The task: Repeat nothing but the lines below running from the one containing "Target: dark background" to the one containing "hind leg in the picture above.". Keep both end lines.

Data extract:

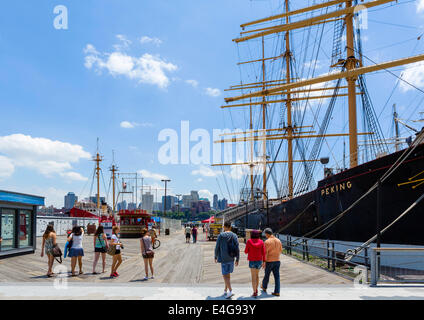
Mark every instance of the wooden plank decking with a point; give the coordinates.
(175, 262)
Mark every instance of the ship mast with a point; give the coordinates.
(285, 87)
(289, 108)
(113, 169)
(264, 122)
(98, 159)
(351, 82)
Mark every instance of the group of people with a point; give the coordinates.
(191, 231)
(260, 254)
(74, 249)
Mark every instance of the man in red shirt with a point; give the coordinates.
(273, 249)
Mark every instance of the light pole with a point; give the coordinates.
(178, 203)
(166, 181)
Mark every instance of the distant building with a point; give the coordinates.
(215, 202)
(170, 202)
(187, 200)
(94, 199)
(132, 206)
(70, 200)
(121, 205)
(194, 196)
(147, 201)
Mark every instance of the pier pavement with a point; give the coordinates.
(182, 271)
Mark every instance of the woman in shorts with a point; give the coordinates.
(117, 257)
(255, 250)
(100, 247)
(76, 252)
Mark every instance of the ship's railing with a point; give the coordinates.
(330, 255)
(406, 265)
(234, 213)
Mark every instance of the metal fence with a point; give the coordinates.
(397, 265)
(334, 253)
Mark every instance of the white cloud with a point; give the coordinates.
(130, 125)
(193, 83)
(213, 92)
(150, 175)
(205, 194)
(420, 6)
(147, 69)
(125, 43)
(205, 172)
(46, 156)
(6, 168)
(146, 39)
(127, 125)
(414, 74)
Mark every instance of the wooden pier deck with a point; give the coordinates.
(175, 262)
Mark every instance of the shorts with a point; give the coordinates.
(227, 267)
(255, 264)
(76, 252)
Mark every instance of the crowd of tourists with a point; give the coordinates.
(101, 246)
(260, 254)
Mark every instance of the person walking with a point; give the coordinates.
(117, 257)
(76, 252)
(188, 232)
(194, 233)
(49, 241)
(273, 249)
(255, 250)
(146, 248)
(100, 247)
(226, 251)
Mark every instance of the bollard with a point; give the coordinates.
(328, 254)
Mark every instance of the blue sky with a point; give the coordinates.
(125, 70)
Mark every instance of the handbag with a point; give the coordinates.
(57, 253)
(147, 253)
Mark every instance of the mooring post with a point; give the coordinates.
(328, 254)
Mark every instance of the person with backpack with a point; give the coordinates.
(226, 251)
(100, 247)
(194, 234)
(117, 257)
(146, 247)
(273, 249)
(49, 242)
(76, 250)
(255, 250)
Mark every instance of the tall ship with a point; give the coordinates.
(298, 119)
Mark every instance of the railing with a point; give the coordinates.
(326, 251)
(406, 265)
(232, 214)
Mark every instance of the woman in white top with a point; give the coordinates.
(76, 251)
(117, 258)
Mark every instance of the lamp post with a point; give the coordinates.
(267, 210)
(166, 181)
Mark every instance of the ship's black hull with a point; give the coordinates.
(336, 193)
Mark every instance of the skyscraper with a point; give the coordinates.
(70, 200)
(147, 201)
(215, 202)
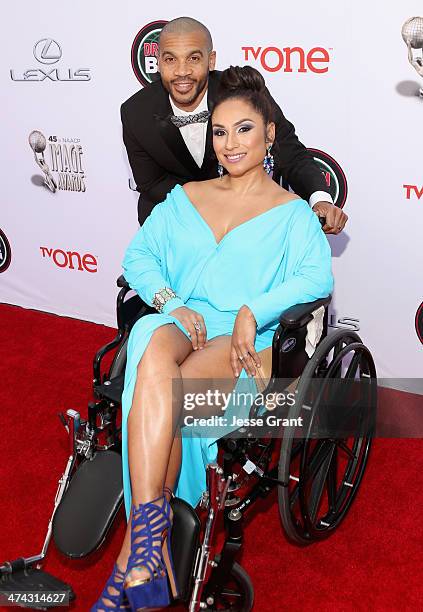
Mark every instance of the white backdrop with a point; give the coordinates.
(363, 111)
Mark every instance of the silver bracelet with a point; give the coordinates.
(161, 297)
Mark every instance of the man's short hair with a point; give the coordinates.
(187, 25)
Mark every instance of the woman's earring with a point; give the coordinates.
(268, 162)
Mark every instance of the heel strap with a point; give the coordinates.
(115, 581)
(149, 521)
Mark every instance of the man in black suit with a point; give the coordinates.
(169, 139)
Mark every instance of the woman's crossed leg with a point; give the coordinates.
(154, 451)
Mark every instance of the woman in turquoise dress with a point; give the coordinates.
(220, 260)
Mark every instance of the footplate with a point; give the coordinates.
(90, 505)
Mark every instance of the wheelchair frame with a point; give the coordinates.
(208, 578)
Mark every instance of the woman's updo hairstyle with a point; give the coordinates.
(246, 83)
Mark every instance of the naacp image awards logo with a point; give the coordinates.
(63, 169)
(48, 52)
(5, 252)
(412, 35)
(335, 178)
(144, 52)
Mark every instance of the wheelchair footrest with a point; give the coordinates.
(90, 505)
(35, 589)
(111, 389)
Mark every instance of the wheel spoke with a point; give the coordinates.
(353, 367)
(345, 448)
(320, 453)
(318, 484)
(332, 479)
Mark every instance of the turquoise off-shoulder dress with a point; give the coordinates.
(276, 259)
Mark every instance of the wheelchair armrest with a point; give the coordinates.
(300, 314)
(122, 282)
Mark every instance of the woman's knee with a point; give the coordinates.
(167, 346)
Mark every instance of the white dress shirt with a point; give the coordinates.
(194, 135)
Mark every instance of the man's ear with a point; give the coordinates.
(271, 132)
(212, 60)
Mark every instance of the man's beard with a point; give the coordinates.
(197, 91)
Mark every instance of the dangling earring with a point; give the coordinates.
(268, 162)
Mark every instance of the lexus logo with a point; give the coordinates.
(47, 51)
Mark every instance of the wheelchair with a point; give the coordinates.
(317, 471)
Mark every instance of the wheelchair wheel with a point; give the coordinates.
(237, 594)
(323, 464)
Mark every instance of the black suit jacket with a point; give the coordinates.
(160, 159)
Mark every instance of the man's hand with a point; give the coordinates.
(194, 324)
(243, 352)
(335, 217)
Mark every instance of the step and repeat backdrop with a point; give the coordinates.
(348, 75)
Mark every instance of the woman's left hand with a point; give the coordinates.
(242, 346)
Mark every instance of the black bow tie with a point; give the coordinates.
(180, 121)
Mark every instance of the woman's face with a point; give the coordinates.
(239, 136)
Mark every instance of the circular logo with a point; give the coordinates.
(334, 176)
(47, 51)
(288, 345)
(144, 52)
(5, 252)
(419, 322)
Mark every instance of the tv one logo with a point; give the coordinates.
(289, 59)
(413, 192)
(70, 259)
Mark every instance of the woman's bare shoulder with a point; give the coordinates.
(283, 196)
(195, 189)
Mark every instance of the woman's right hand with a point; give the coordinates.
(188, 317)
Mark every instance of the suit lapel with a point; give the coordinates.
(209, 154)
(170, 133)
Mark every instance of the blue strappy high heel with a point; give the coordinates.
(149, 522)
(119, 601)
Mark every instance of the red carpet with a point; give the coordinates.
(373, 562)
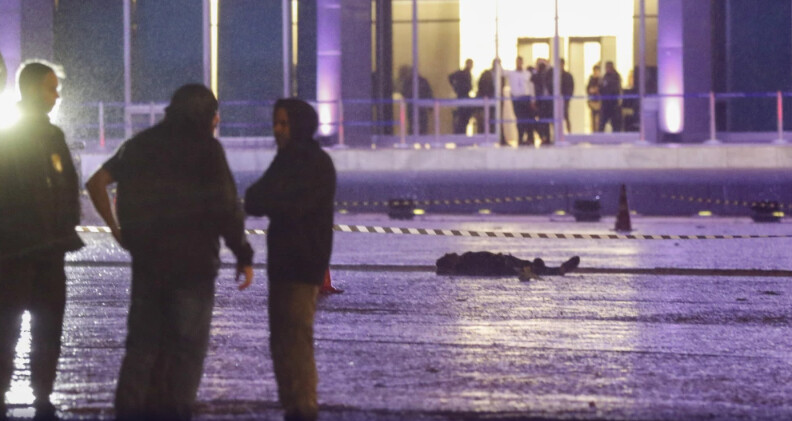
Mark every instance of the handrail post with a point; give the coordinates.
(486, 119)
(780, 115)
(437, 120)
(402, 123)
(101, 125)
(713, 140)
(340, 123)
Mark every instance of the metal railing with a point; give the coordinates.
(105, 123)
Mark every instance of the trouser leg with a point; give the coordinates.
(144, 336)
(48, 301)
(184, 347)
(291, 311)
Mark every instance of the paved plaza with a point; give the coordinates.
(403, 343)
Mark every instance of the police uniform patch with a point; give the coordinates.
(56, 162)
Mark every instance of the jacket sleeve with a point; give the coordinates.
(230, 217)
(6, 178)
(72, 180)
(284, 192)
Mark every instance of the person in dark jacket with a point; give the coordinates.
(176, 198)
(484, 263)
(462, 82)
(39, 208)
(610, 87)
(567, 89)
(545, 103)
(296, 192)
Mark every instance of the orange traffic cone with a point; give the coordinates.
(327, 285)
(623, 217)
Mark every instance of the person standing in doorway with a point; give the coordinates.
(176, 198)
(39, 208)
(522, 93)
(610, 87)
(296, 193)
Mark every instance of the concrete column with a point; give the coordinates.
(356, 76)
(684, 55)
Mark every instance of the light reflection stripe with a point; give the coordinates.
(501, 234)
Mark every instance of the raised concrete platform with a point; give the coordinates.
(670, 157)
(660, 179)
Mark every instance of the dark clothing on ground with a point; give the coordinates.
(484, 263)
(610, 85)
(39, 209)
(176, 197)
(462, 82)
(296, 193)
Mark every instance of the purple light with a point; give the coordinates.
(328, 64)
(671, 69)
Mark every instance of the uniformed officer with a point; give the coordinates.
(39, 209)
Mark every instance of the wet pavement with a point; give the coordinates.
(403, 343)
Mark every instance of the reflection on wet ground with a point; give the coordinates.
(412, 345)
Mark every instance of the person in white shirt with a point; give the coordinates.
(522, 93)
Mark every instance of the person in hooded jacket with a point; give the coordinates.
(39, 208)
(176, 198)
(296, 192)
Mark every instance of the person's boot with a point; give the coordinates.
(570, 265)
(45, 410)
(538, 267)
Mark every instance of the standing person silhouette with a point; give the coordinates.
(39, 208)
(176, 198)
(296, 192)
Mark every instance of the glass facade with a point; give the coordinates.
(355, 60)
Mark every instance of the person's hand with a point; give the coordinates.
(116, 231)
(247, 272)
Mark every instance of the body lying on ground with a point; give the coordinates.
(484, 263)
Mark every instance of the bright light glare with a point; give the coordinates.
(9, 113)
(20, 392)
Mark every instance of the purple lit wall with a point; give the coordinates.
(11, 36)
(328, 64)
(670, 65)
(684, 60)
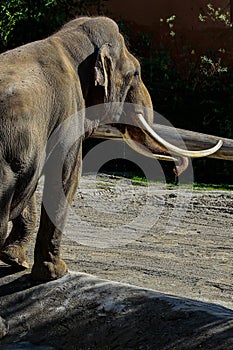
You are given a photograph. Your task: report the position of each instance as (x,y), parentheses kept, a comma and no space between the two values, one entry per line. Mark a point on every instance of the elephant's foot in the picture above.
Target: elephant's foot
(15,256)
(47,271)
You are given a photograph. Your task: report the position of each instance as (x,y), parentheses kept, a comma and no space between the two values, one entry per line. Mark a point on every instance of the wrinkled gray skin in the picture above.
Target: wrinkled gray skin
(42,84)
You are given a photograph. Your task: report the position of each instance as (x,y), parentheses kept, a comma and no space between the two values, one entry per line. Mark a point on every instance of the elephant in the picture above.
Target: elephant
(43,83)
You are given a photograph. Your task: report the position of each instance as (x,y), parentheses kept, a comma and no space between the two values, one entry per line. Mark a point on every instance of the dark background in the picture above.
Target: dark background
(186,60)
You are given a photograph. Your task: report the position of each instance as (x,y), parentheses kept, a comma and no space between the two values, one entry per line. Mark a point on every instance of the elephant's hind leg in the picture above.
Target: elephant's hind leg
(14,250)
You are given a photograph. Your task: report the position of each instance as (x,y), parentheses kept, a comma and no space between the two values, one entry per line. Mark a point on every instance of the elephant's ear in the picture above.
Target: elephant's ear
(102,67)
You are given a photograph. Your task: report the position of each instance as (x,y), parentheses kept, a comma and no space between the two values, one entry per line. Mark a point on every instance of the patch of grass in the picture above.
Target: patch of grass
(211,187)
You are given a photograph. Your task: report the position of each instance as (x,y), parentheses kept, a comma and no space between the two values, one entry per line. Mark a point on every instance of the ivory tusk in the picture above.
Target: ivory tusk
(174,149)
(142,150)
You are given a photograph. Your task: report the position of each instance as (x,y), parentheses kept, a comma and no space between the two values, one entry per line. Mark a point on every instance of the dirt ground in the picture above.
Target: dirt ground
(174,240)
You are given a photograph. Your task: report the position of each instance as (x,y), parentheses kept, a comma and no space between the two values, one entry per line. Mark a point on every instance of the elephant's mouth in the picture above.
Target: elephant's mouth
(144,140)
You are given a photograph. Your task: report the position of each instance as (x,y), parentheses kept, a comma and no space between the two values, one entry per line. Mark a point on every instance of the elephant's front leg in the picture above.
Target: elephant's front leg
(14,250)
(58,194)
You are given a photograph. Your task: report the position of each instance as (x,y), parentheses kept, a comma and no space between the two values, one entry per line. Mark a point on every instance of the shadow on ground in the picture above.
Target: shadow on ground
(80,311)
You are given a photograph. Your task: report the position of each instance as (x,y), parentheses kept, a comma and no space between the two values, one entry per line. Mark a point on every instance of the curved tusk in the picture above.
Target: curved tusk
(139,149)
(173,149)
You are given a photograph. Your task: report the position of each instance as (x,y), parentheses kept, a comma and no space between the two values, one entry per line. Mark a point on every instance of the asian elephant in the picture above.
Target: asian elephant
(42,84)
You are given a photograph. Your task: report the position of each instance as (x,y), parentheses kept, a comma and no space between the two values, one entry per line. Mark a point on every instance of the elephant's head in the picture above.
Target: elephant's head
(113,78)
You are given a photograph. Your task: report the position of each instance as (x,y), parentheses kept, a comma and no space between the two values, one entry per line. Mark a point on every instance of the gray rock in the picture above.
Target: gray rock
(3,328)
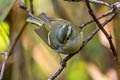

Solved problem:
Target: dark background
(186,60)
You are given a photograph. Your task: report the position of each instance as (x,y), parentheses kept, a comma and no space between the two values, one entry per line. Mark a point on every instance of the elephant's hind leg in the picture above.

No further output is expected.